_WRITTEN TASK_.
Copy every item below word for word, leaving each line unchanged.

_Location identification entries_.
-*-

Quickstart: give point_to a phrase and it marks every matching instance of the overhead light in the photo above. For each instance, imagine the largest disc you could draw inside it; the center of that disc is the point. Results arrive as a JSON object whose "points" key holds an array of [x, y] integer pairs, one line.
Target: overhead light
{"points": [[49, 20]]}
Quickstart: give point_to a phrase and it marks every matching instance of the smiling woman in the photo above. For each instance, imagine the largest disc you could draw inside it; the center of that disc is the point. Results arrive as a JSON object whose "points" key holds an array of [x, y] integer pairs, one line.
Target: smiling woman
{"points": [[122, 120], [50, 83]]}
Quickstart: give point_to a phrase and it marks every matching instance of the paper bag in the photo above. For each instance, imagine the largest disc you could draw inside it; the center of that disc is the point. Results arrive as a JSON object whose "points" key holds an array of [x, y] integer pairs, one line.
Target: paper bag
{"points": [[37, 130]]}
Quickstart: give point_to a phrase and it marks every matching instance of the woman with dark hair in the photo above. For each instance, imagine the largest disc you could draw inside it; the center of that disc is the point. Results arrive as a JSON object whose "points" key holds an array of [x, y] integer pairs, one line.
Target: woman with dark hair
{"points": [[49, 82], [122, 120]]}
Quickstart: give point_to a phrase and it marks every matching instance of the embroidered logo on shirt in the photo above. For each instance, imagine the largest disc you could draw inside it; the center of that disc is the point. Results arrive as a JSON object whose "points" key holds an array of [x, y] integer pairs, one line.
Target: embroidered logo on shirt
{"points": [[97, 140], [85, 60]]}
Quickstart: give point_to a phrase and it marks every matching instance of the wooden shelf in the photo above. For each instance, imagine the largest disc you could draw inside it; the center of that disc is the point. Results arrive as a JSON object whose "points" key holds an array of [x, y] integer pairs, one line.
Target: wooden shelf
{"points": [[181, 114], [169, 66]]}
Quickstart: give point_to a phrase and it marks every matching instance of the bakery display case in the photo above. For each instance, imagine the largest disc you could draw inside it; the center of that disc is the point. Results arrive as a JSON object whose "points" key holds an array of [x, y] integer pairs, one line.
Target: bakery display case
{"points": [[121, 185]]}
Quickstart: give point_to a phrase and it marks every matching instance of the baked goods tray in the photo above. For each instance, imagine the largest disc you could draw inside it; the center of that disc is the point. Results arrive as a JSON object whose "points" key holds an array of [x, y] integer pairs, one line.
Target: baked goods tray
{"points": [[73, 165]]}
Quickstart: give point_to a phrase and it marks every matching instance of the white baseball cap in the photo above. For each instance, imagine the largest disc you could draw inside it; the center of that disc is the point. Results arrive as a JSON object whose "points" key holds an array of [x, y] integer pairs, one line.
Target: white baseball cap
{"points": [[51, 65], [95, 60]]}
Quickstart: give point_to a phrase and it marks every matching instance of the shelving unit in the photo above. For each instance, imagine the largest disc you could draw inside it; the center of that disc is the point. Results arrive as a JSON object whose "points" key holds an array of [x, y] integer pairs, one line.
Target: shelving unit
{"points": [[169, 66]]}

-*-

_ANSWER FOR THIS EXERCISE_.
Quickstart: give point_to a phrase and it marks every matching instance of the overhead light in the photo above. For each instance, imagine the largest disc you could draw inside it; the center of that disc is the point. Results arrive as a JSON object whose "points" key holds an array of [x, y] integer pairs, one line.
Target: overhead light
{"points": [[49, 20]]}
Quickstart: give point_to a phrase and it marks every matching instance of the smiling woman in the photo above. For each instance, imagine the largest disc you could draw inside it; the center of that disc is the point. Results arrive as a JSON object whose "points" key holds an array of [x, y] integer pairs, one line.
Target: smiling woman
{"points": [[122, 120], [50, 83]]}
Quickstart: give point_to a phrase and it marks every matching instance of the paper bag in the photo above. For each instance, imagine the largest disc you could draw inside it; the center of that disc is the point. Results arrive as a JSON object whose "points" key holds an array of [x, y] integer pairs, one line.
Target: paper bag
{"points": [[37, 130]]}
Quickstart: give point_to a phrase and it marks every matching instance of the woman with dark hair in the photo above. For each instance, imagine the largest disc you could draw inside it; the center of that disc is the point. Results arrive as a JSON object whose "points" key holds an array of [x, y] integer pairs, one line.
Target: woman with dark hair
{"points": [[49, 82], [122, 120]]}
Quickstart: give point_to a phrase and it marks every matching instance of the embroidered logo on shirt in the photo above. For each instance, imagine the largest disc you could draw inside it; the center of that disc is the point. Results arrive as a JSON object whose "points" key holds an array of [x, y] integer pairs, one line.
Target: embroidered logo on shirt
{"points": [[97, 140], [85, 60]]}
Quickstart: give point_to a phrase and it marks every matching instance of the wooden shelf in the photo above. For each instance, imagine the largest disc you could draw inside it; the center of that disc is the point. Results arrive as a JSON object whose "points" key holds an array of [x, y] integer pairs, one line.
Target: wooden shelf
{"points": [[181, 114], [169, 66]]}
Quickstart: give point_to a phrase and it marks every matching instance of the bakery display case in the photo above. For each instance, imagine the largest disc you could draw inside it; the center of that disc is the point. Results arrive as a JSON object whose "points" key holds an array of [x, y] integer pairs, one line.
Target: bakery display case
{"points": [[121, 185]]}
Quickstart: give point_to a phrase and it marks every matching instance of the baked goods tray in the photo above. For each instance, imagine the largest disc you could draw inside it; the center of that disc is the point. Results arrive as a JSON object whose "points" key holds an array of [x, y] integer pairs, one line.
Target: baked goods tray
{"points": [[73, 165]]}
Quickstart: give point_to a phrase and it marks every matching instance of the white baseball cap in the photo above. For each instance, imagine the largest disc you could draw inside it; the center of that disc is the point. Results arrive as a JSON object whose "points" key holds an array of [x, y] integer pairs, one line.
Target: white baseball cap
{"points": [[51, 65], [95, 60]]}
Quickstart: give point_to a phrase and it marks every matching instance of the shelving unit in the photo above. For each instance, imagine the largest disc you could draw inside it; the center of that disc is the point. Results arrive as a JSON object whose "points" key holds an array of [x, y] integer pairs, one line.
Target: shelving unit
{"points": [[169, 66]]}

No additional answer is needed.